Survey Asks European Physicians About Blood Supply Shortages and Factors That Affect Outcomes in Patients with MDS

Many patients with myelodysplastic syndromes (MDS) are dependent on blood transfusions. Therefore, sufficient blood supply is essential for the care of this patient population.

According to researchers who presented at the all-virtual 62nd ASH Annual Meeting & Exposition, “A shortage of blood supply may create unnecessary burden, such as treatment delay, worsened quality of life, or increased healthcare utilization.”

The team, including researchers from King’s College Hospital in London and University Hospital Düsseldorf in Germany, sought to explore physicians’ experiences with shortages in blood and how they may delay red blood cell transfusion patient with MDS. The study also examined physicians’ perspectives on the factors that affect outcomes in these patients.
------------
_Required work:_
• a. Edit the blood supply survey text from "Survey Asks European" through "in these patients.", swapping "MDS" for "myelodysplastic syndromes".
• b. According to the blood supply survey text, which two hospitals did the research team include researchers from?

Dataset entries
------------
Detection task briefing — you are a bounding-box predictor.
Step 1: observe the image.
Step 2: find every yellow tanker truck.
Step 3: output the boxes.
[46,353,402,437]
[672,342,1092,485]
------------
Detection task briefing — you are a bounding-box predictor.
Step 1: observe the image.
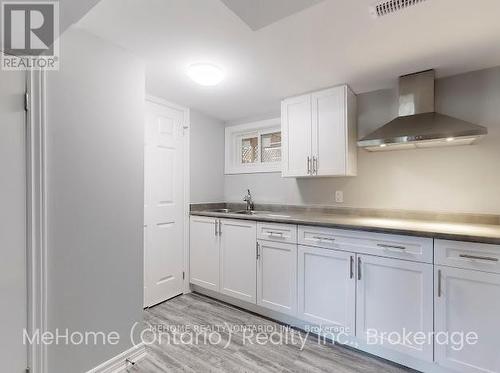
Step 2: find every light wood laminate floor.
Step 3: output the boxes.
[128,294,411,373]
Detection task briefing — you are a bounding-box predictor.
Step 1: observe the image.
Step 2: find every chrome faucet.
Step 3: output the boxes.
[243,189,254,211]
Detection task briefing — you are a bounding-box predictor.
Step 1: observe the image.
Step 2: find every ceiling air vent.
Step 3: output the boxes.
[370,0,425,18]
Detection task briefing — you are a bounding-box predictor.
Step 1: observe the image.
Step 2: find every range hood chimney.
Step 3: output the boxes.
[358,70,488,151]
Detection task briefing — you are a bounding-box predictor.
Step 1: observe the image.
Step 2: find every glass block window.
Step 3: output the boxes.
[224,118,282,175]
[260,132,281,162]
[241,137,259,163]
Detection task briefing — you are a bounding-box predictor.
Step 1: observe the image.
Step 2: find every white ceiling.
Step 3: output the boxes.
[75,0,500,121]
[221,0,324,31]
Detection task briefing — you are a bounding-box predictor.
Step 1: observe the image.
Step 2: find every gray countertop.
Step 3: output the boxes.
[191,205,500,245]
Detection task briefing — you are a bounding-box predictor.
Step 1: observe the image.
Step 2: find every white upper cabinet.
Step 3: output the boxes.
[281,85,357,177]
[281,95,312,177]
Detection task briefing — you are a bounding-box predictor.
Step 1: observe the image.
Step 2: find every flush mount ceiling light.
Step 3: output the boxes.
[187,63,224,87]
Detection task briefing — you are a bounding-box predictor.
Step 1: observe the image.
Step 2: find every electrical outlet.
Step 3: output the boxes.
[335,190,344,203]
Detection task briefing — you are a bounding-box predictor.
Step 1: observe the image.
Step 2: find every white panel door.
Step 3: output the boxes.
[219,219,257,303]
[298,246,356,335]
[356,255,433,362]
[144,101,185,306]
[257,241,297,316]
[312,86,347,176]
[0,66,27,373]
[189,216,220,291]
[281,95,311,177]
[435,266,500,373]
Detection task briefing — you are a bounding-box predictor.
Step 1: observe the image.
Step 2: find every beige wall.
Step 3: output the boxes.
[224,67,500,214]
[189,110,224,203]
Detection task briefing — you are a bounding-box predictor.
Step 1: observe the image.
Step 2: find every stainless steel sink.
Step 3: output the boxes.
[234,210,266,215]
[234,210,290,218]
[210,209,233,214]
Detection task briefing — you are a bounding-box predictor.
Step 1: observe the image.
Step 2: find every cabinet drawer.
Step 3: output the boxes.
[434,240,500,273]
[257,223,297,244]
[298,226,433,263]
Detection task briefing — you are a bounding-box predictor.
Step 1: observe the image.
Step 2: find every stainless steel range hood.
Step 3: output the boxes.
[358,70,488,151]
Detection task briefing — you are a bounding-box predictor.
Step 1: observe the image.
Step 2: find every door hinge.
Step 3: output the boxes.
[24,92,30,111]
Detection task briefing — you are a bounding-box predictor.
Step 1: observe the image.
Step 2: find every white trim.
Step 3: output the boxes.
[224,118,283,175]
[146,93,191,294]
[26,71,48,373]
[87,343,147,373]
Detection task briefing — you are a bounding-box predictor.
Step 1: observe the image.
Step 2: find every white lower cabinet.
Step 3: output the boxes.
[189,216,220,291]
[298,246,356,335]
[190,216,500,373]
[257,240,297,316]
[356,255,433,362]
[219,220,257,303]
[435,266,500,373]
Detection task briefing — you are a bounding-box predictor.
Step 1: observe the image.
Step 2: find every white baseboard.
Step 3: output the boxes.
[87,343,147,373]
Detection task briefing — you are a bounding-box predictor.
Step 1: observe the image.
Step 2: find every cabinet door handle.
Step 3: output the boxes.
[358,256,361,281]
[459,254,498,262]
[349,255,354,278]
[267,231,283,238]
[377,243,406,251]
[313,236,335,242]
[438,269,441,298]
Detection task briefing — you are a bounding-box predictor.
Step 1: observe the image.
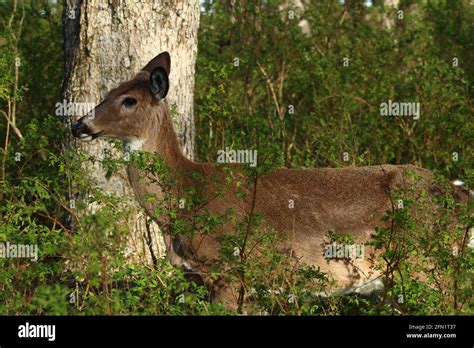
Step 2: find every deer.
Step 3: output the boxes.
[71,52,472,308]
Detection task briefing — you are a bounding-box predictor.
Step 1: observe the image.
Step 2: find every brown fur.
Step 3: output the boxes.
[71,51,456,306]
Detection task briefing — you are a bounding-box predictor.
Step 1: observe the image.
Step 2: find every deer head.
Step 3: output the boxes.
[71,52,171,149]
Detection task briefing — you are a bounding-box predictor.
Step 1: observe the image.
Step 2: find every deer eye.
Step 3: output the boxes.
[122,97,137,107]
------------
_Written responses:_
• a.
Survey Asks European Physicians About Blood Supply Shortages and Factors That Affect Outcomes in Patients with myelodysplastic syndromes

Many patients with myelodysplastic syndromes (myelodysplastic syndromes) are dependent on blood transfusions. Therefore, sufficient blood supply is essential for the care of this patient population.

According to researchers who presented at the all-virtual 62nd ASH Annual Meeting & Exposition, “A shortage of blood supply may create unnecessary burden, such as treatment delay, worsened quality of life, or increased healthcare utilization.”

The team, including researchers from King’s College Hospital in London and University Hospital Düsseldorf in Germany, sought to explore physicians’ experiences with shortages in blood and how they may delay red blood cell transfusion patient with myelodysplastic syndromes. The study also examined physicians’ perspectives on the factors that affect outcomes in these patients.

• b. King’s College Hospital in London and University Hospital Düsseldorf in Germany.